-- Task instructions --
Select each line of the items below that contains the word "person" and copy it out. The match is case-sensitive.

-- Recorded data --
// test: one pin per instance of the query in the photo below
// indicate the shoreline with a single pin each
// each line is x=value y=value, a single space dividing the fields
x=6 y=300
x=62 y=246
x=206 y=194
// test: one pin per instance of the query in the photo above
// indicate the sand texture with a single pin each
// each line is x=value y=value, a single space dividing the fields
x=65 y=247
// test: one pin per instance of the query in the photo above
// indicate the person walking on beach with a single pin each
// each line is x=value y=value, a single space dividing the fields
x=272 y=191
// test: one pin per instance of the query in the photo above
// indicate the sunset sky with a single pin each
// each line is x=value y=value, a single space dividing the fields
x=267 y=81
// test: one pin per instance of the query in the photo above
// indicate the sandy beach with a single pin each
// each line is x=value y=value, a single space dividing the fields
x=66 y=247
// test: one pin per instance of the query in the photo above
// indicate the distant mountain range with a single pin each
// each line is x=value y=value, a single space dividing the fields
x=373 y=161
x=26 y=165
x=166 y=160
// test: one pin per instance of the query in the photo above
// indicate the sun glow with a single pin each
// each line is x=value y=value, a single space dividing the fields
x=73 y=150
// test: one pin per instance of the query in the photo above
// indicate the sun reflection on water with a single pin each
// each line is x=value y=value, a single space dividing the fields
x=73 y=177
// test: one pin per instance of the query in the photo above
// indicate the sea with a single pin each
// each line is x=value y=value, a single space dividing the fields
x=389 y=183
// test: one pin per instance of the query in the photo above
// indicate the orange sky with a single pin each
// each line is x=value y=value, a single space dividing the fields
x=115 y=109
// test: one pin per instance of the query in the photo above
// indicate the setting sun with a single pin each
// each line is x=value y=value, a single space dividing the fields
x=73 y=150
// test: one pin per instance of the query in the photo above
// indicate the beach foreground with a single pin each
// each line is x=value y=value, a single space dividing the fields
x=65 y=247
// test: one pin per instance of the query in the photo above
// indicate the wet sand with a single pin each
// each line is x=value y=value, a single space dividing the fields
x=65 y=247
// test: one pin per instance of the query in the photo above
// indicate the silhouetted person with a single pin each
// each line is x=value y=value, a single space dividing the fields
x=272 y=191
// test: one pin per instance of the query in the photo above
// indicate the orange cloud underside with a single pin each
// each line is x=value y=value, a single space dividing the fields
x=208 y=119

-- Exercise output --
// indicate the person walking on beach with a single pin each
// indicate the silhouetted person with a single pin each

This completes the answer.